### TEXT PASSAGE
------------------------------------------------

Update, 16 January 2020

A first step has been to establish the list of UK charities (as opposed to other types of organisation) of which Royals are patrons: they also have patronages of military orgs, cities, non-charitable non-profits. That step has been amazingly difficult.

It was hard to get a list of the patronages at all: We asked Buckingham Palace for a list, but they said that they didn’t have it other than as on their website. So we had to scrape the list on their website. This is a messy process. Plus, the list on the various official Royal websites vary: their own ‘management information’ seems pretty poor. For example, the Royal Family’s website, www.royal.uk, presents a drop-down list of Royals who have patronages, and the list of patronages held by each Royal. However, Giving Evidence has discovered that:

  • Prince Charles’ patronages as listed on royal.uk differ from those listed on his own official website (https://www.princeofwales.gov.uk/prince-waless-patronages). For example, his own website lists him as patron of the Sustainable Food Trust (sustainablefoodtrust.org) whereas that that is not on the list of his patronages on royal.uk. We found around* 20 such discrepancies of his charity patronages.

------------------------------------------------

### EXERCISES TO COMPLETE
• A. List every distinct web address that appears in the update on Royal patronages.
• B. Write the next part of the update on Royal patronages, picking up after its final sentence.

------------------------------------------------

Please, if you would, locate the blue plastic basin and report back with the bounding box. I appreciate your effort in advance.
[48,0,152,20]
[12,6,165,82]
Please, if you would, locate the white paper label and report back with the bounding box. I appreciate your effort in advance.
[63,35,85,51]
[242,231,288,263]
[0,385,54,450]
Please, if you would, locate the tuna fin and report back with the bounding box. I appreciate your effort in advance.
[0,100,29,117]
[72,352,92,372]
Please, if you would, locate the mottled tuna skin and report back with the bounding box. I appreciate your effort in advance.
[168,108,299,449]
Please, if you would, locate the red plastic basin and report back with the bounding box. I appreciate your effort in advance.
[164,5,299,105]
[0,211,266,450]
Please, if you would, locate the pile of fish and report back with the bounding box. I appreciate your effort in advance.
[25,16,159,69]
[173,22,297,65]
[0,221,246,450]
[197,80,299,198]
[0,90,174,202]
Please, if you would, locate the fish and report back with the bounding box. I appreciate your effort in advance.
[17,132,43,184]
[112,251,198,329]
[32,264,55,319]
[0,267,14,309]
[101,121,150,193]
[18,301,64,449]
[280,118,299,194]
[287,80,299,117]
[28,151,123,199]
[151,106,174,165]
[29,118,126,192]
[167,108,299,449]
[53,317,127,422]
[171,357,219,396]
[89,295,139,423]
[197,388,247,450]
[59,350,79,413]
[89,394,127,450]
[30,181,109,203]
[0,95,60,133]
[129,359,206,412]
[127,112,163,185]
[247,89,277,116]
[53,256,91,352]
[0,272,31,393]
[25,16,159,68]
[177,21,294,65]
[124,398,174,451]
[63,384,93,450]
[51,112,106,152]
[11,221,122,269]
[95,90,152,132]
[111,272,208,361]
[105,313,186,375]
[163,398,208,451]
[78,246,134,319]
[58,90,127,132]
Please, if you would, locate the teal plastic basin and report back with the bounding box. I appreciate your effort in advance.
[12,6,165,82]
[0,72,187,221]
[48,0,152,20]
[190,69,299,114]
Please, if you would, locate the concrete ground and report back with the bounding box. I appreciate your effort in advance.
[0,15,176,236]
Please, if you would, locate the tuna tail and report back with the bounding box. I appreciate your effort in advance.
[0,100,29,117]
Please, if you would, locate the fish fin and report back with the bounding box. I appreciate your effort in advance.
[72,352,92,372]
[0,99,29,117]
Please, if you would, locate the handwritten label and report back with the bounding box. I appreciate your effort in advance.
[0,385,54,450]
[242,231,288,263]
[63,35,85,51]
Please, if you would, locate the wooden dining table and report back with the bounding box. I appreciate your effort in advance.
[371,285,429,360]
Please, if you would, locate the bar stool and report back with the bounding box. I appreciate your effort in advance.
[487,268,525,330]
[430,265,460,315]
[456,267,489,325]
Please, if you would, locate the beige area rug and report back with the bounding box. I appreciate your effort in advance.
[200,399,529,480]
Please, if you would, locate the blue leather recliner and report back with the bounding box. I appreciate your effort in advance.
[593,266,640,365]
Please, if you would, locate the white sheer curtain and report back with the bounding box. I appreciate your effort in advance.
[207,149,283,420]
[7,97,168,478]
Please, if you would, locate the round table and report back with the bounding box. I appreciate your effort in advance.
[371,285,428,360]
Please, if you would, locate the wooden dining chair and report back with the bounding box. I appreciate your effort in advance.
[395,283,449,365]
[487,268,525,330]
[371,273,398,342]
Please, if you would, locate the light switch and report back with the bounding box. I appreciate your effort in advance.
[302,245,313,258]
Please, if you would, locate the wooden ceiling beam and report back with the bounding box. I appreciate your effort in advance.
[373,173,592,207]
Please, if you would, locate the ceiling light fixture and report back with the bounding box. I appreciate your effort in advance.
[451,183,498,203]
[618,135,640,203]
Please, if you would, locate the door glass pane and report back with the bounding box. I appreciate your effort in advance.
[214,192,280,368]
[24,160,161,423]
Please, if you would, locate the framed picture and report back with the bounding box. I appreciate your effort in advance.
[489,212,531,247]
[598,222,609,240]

------------------------------------------------

### RESPONSES BY TASK
• A.
- www.royal.uk
- https://www.princeofwales.gov.uk/prince-waless-patronages
- sustainablefoodtrust.org

• B.
  • The same for the Duchess of Cornwall. Her website (https://www.princeofwales.gov.uk/prince-waless-patronages) lists her as patron of Versus Arthritis (www.versusarthritis.org), whereas that that is not on the list of her patronages on royal.uk (despite her having been patron since 2012). We found around* 5 such discrepancies of her charity patronages.
  • The same for Prince Andrew. He has a separate website unique to him: thedukeofyork.org. It lists him as patron of Enterprise Education Trust (http://www.enterprise-education.org.uk/) which is not on the list of his patronages as given on royal.uk. And royal.uk lists him as patron of The Friends of the Imperial War Museum (https://www.iwm.org.uk/), which is not on the list of his patronages on his website. We found over 35 such discrepancies of his charity patronages.
  • Oddly, Princesses Beatrice and Eugenie are only half-listed on the Royal Family’s website as having patronages. They do have patronages, but they are not on the drop-down list of Royals who do so; and where their patronages are listed, they are not cited on royal.uk as patrons. See example Screenshot 1 below from royal.uk. Another example is Teenage Cancer Trust, which is listed on royal.uk as having a Royal patron, but no Royal patron is specified in the entry (see Screenshot 2 below).

We asked Buckingham Palace for a list of Royal patronages is some usable format, such as a spreadsheet, but they said that they do not have one.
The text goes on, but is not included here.